(What to work on) Across all entries below, how many lines include "item"? Answer with the number alone.

[Saved entries]
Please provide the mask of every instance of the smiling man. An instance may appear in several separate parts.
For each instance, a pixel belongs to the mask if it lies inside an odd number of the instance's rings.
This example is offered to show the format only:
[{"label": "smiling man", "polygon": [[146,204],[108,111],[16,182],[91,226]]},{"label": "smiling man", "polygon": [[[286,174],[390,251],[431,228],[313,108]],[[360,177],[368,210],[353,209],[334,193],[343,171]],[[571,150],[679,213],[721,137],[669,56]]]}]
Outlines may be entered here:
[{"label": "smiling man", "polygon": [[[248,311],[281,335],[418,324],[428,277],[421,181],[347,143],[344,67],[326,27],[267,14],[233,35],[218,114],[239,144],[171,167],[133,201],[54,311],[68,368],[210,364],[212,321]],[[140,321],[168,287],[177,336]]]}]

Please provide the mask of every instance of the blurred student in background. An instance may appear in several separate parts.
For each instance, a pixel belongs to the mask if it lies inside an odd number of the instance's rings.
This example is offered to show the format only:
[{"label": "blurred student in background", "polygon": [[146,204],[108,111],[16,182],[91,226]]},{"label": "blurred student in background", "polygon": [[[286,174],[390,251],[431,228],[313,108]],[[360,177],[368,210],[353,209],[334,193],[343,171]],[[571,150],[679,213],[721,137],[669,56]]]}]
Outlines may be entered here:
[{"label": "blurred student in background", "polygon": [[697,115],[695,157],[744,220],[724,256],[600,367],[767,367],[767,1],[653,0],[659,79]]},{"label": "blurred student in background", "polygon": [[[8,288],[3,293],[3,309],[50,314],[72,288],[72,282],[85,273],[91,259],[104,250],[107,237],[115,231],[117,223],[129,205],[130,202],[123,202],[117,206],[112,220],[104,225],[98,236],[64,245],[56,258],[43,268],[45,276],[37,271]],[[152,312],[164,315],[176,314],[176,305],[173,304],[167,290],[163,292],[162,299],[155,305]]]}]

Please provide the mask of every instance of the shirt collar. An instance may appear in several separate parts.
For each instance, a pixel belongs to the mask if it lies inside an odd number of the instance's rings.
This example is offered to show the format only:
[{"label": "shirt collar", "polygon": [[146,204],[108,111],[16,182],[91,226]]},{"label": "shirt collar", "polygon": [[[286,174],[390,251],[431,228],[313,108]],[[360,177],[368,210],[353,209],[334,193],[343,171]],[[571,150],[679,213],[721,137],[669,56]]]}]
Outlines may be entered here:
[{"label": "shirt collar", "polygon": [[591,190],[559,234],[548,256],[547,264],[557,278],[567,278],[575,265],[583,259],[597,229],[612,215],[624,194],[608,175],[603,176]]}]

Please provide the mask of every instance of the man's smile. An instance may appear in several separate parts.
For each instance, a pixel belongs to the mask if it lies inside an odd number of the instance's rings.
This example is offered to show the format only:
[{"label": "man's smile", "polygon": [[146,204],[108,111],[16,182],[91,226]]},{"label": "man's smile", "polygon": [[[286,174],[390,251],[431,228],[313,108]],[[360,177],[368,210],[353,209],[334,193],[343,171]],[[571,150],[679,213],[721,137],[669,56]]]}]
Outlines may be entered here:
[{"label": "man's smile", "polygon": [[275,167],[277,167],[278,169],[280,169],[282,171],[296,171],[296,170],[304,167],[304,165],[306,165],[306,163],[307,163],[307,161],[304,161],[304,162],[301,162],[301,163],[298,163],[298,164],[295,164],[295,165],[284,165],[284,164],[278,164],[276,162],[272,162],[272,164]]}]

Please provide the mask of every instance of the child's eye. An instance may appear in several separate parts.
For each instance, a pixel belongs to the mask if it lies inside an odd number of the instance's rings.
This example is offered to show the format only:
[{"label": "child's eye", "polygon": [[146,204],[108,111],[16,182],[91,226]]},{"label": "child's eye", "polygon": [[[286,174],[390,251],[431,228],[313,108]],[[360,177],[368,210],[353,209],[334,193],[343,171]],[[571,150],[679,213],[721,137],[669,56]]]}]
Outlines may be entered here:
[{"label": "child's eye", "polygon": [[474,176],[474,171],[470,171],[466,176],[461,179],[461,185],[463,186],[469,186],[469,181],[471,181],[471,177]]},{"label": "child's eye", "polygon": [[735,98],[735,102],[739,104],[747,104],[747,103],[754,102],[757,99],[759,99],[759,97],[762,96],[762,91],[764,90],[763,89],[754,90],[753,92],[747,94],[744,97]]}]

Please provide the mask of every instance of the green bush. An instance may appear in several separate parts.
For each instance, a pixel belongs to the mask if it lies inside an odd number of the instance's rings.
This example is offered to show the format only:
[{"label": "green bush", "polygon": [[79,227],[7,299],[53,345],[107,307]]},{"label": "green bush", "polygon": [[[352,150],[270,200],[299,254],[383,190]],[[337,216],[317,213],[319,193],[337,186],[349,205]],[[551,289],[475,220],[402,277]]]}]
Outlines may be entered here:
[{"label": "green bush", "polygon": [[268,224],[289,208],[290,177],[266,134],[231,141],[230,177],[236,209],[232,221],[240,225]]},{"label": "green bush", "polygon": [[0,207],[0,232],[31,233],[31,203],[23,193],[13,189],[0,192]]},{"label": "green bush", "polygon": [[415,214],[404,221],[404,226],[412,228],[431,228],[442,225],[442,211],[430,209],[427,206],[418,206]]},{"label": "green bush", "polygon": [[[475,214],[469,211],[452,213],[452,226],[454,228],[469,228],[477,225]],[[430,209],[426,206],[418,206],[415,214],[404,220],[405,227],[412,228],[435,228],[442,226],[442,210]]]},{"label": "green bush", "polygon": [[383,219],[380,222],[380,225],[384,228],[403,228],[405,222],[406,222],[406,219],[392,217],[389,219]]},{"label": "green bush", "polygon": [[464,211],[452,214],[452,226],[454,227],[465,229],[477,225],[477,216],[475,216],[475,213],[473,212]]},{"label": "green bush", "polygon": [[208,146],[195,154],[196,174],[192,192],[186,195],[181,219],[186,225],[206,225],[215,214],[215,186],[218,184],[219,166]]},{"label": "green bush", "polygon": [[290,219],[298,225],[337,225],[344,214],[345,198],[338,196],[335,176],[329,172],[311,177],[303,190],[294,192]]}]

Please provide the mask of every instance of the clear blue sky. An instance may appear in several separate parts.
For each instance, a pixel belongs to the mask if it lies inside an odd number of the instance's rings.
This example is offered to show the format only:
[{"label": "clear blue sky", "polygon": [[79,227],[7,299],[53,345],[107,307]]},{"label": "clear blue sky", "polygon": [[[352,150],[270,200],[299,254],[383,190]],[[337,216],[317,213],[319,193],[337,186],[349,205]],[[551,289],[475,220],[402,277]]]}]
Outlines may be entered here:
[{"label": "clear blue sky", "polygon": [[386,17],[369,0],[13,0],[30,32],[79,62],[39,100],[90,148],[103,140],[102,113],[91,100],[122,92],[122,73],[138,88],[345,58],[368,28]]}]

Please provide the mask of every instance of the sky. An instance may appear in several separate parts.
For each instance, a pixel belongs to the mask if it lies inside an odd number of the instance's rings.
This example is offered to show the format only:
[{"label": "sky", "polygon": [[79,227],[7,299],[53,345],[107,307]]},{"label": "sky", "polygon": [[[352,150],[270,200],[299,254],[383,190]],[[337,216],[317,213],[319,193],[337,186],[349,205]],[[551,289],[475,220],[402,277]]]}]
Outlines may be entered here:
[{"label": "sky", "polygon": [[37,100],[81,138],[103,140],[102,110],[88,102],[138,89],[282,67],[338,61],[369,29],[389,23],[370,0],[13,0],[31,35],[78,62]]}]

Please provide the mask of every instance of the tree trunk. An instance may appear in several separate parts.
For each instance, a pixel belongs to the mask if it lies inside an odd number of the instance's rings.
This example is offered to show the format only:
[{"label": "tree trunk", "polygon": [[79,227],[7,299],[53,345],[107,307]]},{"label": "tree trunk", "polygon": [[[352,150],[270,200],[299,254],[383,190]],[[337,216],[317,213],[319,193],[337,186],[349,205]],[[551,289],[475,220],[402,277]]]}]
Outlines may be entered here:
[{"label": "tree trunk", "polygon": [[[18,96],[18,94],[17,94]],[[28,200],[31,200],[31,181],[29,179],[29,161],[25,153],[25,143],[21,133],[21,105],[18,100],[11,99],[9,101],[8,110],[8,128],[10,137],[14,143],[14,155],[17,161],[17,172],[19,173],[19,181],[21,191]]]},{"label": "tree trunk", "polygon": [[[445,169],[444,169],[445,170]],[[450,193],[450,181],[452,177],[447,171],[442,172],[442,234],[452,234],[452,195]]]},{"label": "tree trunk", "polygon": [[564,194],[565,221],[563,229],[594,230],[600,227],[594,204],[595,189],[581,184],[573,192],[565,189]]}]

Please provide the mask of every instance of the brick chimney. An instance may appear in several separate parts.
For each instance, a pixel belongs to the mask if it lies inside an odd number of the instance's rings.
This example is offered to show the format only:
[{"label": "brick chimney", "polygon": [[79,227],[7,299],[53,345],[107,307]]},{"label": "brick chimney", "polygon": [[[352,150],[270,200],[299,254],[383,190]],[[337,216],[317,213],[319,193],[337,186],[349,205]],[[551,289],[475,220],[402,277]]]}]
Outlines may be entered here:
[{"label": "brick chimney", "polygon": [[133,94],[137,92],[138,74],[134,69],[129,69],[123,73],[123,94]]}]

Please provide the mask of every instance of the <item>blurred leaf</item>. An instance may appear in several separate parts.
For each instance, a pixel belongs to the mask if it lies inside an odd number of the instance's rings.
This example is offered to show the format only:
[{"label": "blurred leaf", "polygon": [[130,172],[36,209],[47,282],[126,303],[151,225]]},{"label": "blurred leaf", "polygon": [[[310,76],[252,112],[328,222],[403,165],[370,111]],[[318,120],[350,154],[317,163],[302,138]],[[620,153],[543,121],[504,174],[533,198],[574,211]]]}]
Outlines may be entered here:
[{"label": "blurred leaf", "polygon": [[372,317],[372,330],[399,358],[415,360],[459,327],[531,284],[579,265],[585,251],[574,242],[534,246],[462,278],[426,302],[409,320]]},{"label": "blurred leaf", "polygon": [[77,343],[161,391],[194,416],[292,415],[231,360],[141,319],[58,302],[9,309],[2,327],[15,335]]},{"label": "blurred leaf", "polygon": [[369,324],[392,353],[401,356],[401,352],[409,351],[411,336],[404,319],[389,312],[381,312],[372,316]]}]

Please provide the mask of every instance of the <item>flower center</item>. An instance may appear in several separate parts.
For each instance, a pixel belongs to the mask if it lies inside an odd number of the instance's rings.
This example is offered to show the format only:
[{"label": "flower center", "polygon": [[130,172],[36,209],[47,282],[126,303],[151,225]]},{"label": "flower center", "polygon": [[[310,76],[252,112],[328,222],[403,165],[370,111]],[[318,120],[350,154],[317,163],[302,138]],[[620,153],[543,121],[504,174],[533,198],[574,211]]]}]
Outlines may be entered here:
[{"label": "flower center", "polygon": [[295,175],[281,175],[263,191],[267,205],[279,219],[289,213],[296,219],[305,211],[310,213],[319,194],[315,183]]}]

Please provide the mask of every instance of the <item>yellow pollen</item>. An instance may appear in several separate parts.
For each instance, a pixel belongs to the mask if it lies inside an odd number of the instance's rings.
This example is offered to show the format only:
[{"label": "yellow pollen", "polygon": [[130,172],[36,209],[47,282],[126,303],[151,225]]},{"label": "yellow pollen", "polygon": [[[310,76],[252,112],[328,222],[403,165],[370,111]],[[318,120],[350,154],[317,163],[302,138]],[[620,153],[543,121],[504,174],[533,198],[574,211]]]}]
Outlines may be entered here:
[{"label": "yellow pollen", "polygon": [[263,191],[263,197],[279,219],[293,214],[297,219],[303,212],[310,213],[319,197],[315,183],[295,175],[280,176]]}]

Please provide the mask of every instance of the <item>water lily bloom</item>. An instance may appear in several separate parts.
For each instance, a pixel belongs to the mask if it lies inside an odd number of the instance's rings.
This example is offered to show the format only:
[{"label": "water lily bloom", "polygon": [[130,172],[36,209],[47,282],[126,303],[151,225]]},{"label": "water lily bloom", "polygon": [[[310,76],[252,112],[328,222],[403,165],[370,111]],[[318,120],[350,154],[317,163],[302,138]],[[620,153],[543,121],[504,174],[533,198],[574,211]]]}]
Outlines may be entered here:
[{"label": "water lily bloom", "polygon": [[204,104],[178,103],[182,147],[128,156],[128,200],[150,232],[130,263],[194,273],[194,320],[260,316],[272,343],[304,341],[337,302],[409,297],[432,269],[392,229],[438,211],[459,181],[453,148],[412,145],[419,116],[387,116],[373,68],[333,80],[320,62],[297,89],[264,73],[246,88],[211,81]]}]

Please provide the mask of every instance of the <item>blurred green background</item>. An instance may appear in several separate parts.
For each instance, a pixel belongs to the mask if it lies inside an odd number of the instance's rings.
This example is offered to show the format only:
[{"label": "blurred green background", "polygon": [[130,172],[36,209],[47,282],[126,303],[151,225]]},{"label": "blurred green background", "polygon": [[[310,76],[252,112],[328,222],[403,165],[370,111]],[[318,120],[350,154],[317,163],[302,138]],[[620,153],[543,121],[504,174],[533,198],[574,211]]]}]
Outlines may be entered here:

(Solution for this exercise) 5